**The task**
Can you rewrite every entry below with "positive clicks" swapped for "foreground clicks" and everything else left as is? Omit the pictures from your answer.

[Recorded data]
-------
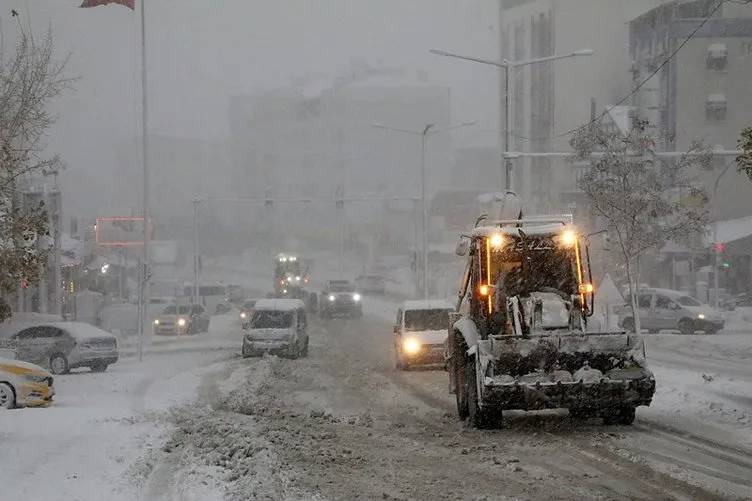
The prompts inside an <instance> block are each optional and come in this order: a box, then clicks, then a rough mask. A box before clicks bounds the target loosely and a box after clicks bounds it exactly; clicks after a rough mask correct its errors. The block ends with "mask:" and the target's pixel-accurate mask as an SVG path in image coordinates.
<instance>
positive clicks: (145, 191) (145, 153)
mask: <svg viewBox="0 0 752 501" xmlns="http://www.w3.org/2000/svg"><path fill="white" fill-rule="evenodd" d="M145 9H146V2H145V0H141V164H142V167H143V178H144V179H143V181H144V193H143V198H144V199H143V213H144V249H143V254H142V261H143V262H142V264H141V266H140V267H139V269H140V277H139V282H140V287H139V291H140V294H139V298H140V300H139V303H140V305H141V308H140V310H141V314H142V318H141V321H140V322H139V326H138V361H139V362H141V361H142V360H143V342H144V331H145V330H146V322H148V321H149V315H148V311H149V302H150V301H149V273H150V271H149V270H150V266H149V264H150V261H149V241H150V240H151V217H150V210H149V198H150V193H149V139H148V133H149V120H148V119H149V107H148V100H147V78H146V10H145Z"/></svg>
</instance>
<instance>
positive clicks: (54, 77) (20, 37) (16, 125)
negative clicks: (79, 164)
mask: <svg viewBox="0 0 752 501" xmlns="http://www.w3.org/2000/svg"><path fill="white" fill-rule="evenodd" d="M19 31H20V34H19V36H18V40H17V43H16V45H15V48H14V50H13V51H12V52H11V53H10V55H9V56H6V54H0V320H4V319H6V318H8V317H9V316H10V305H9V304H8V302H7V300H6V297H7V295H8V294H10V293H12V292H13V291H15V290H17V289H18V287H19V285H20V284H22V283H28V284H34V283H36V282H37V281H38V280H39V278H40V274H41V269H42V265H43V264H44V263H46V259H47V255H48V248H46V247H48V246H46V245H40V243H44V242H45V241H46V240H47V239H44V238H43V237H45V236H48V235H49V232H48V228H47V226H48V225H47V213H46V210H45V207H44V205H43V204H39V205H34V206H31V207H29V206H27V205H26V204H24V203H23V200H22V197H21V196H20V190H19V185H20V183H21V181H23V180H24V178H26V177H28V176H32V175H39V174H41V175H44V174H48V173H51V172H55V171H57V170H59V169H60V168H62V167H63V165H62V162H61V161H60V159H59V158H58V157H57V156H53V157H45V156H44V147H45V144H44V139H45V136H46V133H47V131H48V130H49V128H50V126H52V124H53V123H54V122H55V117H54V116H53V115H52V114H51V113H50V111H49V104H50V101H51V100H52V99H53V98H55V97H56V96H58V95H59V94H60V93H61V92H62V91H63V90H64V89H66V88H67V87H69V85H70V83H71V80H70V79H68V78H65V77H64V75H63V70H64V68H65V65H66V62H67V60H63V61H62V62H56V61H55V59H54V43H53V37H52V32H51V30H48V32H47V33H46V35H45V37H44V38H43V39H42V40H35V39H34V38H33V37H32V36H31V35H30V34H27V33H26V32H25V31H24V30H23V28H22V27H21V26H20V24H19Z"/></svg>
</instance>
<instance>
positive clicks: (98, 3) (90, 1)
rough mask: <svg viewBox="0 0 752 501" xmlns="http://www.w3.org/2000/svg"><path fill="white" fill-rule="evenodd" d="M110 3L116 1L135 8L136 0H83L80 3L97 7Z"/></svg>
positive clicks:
-------
**Task response**
The prompts inside an <instance> block are each optional and come in this order: a box, then clicks, then a rough mask. A box before clicks bounds the target loosely and a box after clicks bounds it exactly; clicks after a rough mask correct its errors. The block ends with "mask:" and the target's pixel-accurate mask as an SVG path in image coordinates.
<instance>
foreground clicks: (145, 191) (145, 153)
mask: <svg viewBox="0 0 752 501" xmlns="http://www.w3.org/2000/svg"><path fill="white" fill-rule="evenodd" d="M145 9H146V2H145V0H141V164H142V167H143V178H144V179H143V181H144V193H143V198H144V199H143V213H144V249H143V254H142V261H143V262H142V264H141V266H140V267H139V269H140V277H139V282H140V287H139V291H140V294H139V298H140V300H139V303H140V305H141V308H140V310H141V314H142V318H141V321H140V322H139V326H138V361H139V362H141V361H142V360H143V342H144V331H145V330H146V322H148V321H149V315H148V311H149V302H150V301H149V273H150V271H149V270H150V266H149V264H150V261H149V241H150V240H151V217H150V210H149V198H150V193H149V139H148V133H149V120H148V119H149V107H148V100H147V78H146V10H145Z"/></svg>
</instance>
<instance>
foreground clicks: (54, 77) (20, 37) (16, 125)
negative clicks: (79, 164)
mask: <svg viewBox="0 0 752 501" xmlns="http://www.w3.org/2000/svg"><path fill="white" fill-rule="evenodd" d="M19 31H20V34H19V36H18V40H17V43H16V45H15V48H14V50H13V51H12V52H11V53H10V55H9V56H6V54H0V320H4V319H6V318H8V317H9V316H10V305H9V304H8V302H7V300H6V297H7V295H8V294H10V293H12V292H13V291H15V290H17V289H18V287H19V285H20V284H22V283H28V284H34V283H36V282H37V281H38V280H39V278H40V274H41V269H42V265H43V264H44V263H46V259H47V255H48V248H46V247H48V246H46V245H40V243H44V242H45V241H46V240H47V239H44V238H43V237H45V236H48V235H49V232H48V228H47V226H48V225H47V213H46V210H45V207H44V205H43V204H39V205H34V206H31V207H29V206H27V205H26V204H24V203H23V200H22V197H21V196H20V190H19V185H20V183H21V181H23V180H24V178H26V177H28V176H32V175H39V174H41V175H44V174H48V173H51V172H55V171H57V170H59V169H60V168H62V167H63V165H62V162H61V161H60V159H59V158H58V157H57V156H53V157H45V156H44V147H45V144H44V139H45V136H46V133H47V131H48V130H49V128H50V126H52V124H53V123H54V122H55V117H54V116H53V115H52V114H51V113H50V111H49V104H50V101H51V100H52V99H53V98H55V97H56V96H58V95H59V94H60V93H61V92H62V91H63V90H64V89H66V88H67V87H69V85H70V83H71V80H70V79H68V78H65V77H64V75H63V70H64V68H65V65H66V62H67V60H63V61H62V62H56V61H55V59H54V43H53V37H52V32H51V30H48V32H47V33H46V35H45V37H44V38H43V39H42V40H35V39H34V38H33V37H32V36H31V35H30V34H27V33H26V32H25V31H24V30H23V28H22V27H21V26H20V24H19Z"/></svg>
</instance>
<instance>
foreground clicks: (98, 3) (90, 1)
rough mask: <svg viewBox="0 0 752 501" xmlns="http://www.w3.org/2000/svg"><path fill="white" fill-rule="evenodd" d="M110 3L116 1L135 8L136 0H83L80 3L97 7Z"/></svg>
foreground clicks:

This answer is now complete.